Your task: If an entry holds a picture, leave that picture out and reproduce everything else exactly.
★ ★ ★ ★ ★ ★ ★
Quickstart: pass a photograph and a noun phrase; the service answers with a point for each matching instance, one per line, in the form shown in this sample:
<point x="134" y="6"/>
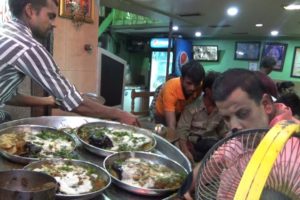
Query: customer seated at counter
<point x="244" y="103"/>
<point x="178" y="92"/>
<point x="23" y="55"/>
<point x="200" y="125"/>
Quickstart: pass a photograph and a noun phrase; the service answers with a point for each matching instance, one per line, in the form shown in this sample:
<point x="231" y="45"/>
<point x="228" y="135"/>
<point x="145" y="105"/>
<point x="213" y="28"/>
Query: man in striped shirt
<point x="22" y="55"/>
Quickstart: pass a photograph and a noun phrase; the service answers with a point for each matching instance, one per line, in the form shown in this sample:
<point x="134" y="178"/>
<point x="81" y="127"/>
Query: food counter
<point x="163" y="147"/>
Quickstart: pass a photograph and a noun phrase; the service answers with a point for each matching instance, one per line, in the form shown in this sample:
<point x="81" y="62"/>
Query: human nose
<point x="235" y="125"/>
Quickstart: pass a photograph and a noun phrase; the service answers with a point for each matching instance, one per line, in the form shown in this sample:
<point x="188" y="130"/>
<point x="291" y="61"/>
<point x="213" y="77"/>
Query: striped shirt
<point x="21" y="55"/>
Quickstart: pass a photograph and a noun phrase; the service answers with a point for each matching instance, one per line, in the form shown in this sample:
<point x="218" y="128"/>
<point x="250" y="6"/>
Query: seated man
<point x="177" y="92"/>
<point x="245" y="104"/>
<point x="200" y="126"/>
<point x="291" y="100"/>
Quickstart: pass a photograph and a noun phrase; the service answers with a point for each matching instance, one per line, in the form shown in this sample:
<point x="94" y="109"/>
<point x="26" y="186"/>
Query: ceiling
<point x="210" y="18"/>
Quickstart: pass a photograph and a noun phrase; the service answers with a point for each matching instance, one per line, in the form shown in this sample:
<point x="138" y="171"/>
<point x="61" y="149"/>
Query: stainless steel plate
<point x="163" y="147"/>
<point x="89" y="195"/>
<point x="116" y="126"/>
<point x="29" y="128"/>
<point x="154" y="158"/>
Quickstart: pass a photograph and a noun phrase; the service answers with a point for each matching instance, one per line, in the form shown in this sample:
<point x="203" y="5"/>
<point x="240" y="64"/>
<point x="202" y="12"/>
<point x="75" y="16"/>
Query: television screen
<point x="205" y="52"/>
<point x="247" y="50"/>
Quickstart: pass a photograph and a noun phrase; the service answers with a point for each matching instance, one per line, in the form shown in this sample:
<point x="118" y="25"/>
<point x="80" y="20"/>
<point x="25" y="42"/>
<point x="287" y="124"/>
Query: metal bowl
<point x="27" y="185"/>
<point x="96" y="169"/>
<point x="113" y="125"/>
<point x="154" y="158"/>
<point x="29" y="128"/>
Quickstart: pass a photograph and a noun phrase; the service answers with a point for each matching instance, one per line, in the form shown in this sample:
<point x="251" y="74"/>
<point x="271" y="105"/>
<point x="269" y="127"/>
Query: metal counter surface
<point x="163" y="147"/>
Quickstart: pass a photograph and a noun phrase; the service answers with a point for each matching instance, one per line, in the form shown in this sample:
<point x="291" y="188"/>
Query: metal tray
<point x="113" y="125"/>
<point x="31" y="129"/>
<point x="163" y="147"/>
<point x="153" y="158"/>
<point x="99" y="170"/>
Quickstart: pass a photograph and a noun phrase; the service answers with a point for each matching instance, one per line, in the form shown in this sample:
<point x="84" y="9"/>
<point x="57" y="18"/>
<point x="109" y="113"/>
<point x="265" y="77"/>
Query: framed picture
<point x="78" y="10"/>
<point x="277" y="51"/>
<point x="253" y="66"/>
<point x="247" y="50"/>
<point x="205" y="53"/>
<point x="296" y="63"/>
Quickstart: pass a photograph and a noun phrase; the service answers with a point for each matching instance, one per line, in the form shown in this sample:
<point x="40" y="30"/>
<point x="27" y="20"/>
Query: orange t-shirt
<point x="171" y="98"/>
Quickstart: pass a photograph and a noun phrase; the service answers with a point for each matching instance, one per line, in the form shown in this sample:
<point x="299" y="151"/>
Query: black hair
<point x="16" y="6"/>
<point x="291" y="100"/>
<point x="194" y="71"/>
<point x="283" y="86"/>
<point x="232" y="79"/>
<point x="268" y="62"/>
<point x="210" y="78"/>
★ ★ ★ ★ ★ ★ ★
Reply to the exercise:
Quickstart: pass a photograph and a noun phrase; the service answers with a point for each matching instance, one per line, in the form shown in this sample:
<point x="134" y="6"/>
Query: customer seated at counter
<point x="244" y="103"/>
<point x="178" y="92"/>
<point x="23" y="55"/>
<point x="200" y="125"/>
Quickstart: pass a photograph and a noun phrase; the service answers with a point for each matching instance, one per line, in the form shown in this sample:
<point x="231" y="45"/>
<point x="228" y="135"/>
<point x="145" y="105"/>
<point x="213" y="28"/>
Query: man in striped shirt
<point x="22" y="55"/>
Quickstart: pass a photograph and a noun phrase; the service answers with a point for each matching instance, one per line, in the form shown in this sample:
<point x="134" y="178"/>
<point x="81" y="127"/>
Query: food counter
<point x="163" y="147"/>
Quickstart: pass a photograph and a noun phrase; the service answers with a point for each matching instance, one per line, in the form shown in this sample:
<point x="81" y="62"/>
Query: human nose
<point x="235" y="125"/>
Quickstart: pass a photograph and a noun phrase; the service answers with a point for each matching instance, one per line, in the form shown in this sample:
<point x="188" y="130"/>
<point x="291" y="61"/>
<point x="213" y="77"/>
Query: striped shirt
<point x="21" y="55"/>
Quickstart: pass a photograph and a noun phrase; the service answers with a point for each matching instance, one per line, in the form shown in this sample:
<point x="218" y="128"/>
<point x="250" y="6"/>
Query: seated man
<point x="177" y="92"/>
<point x="245" y="104"/>
<point x="200" y="126"/>
<point x="291" y="100"/>
Quickstart: pass a photograph and a noun phrase; the service answers with a point for each matching instance, one per line, in the form shown in this sample:
<point x="94" y="109"/>
<point x="26" y="186"/>
Query: ceiling
<point x="210" y="18"/>
Quickstart: pass a photograph and a noun phrase; the service answers with a point for each matching instance, one per line, in the form shown in this sample:
<point x="138" y="171"/>
<point x="61" y="149"/>
Query: stainless steel plate
<point x="163" y="147"/>
<point x="89" y="195"/>
<point x="116" y="126"/>
<point x="29" y="128"/>
<point x="154" y="158"/>
Quickstart: pass a photograph and a noun phrase; the service answers with a point for each matching instance, one per line, in the form shown in this sample:
<point x="203" y="5"/>
<point x="240" y="64"/>
<point x="202" y="12"/>
<point x="75" y="16"/>
Query: television screen
<point x="205" y="52"/>
<point x="247" y="50"/>
Quickstart: pass a photograph and a noun phrase; the service answers with a point for each matching instance, one per line, in the form shown in this sample:
<point x="118" y="25"/>
<point x="80" y="20"/>
<point x="25" y="42"/>
<point x="287" y="124"/>
Query: metal bowl
<point x="27" y="185"/>
<point x="96" y="169"/>
<point x="113" y="125"/>
<point x="154" y="158"/>
<point x="29" y="128"/>
Quickstart: pass a photograph and a noun phrase; the service answers with a point for each matching instance, one per line, in the form shown in this sample:
<point x="251" y="74"/>
<point x="271" y="105"/>
<point x="269" y="127"/>
Query: metal counter surface
<point x="163" y="147"/>
Quickstart: pass a photograph and a noun phrase; the service answers with a point for each matching instance, one per line, in the form shown in this sample:
<point x="291" y="188"/>
Query: metal tray
<point x="113" y="125"/>
<point x="31" y="129"/>
<point x="163" y="147"/>
<point x="153" y="158"/>
<point x="99" y="170"/>
Quickstart: pass a photograph and a noun phrase; the service answers with a point for each matching instance, one per line, in the form shown in this sample:
<point x="84" y="9"/>
<point x="57" y="18"/>
<point x="109" y="113"/>
<point x="265" y="77"/>
Query: framed picture
<point x="78" y="10"/>
<point x="277" y="51"/>
<point x="253" y="66"/>
<point x="247" y="50"/>
<point x="205" y="53"/>
<point x="296" y="63"/>
Quickstart: pass a photograph and a noun phrase; the service answers with a point for each matching instance, one per line, in the form shown in this sample:
<point x="40" y="30"/>
<point x="27" y="20"/>
Query: orange t-shirt
<point x="171" y="98"/>
Quickstart: pass a photograph and a noun phrase; the service answers with a point for each matching instance, one per line, in the form shown in this sample:
<point x="299" y="151"/>
Query: black hair
<point x="16" y="6"/>
<point x="291" y="100"/>
<point x="194" y="71"/>
<point x="283" y="86"/>
<point x="232" y="79"/>
<point x="268" y="62"/>
<point x="210" y="78"/>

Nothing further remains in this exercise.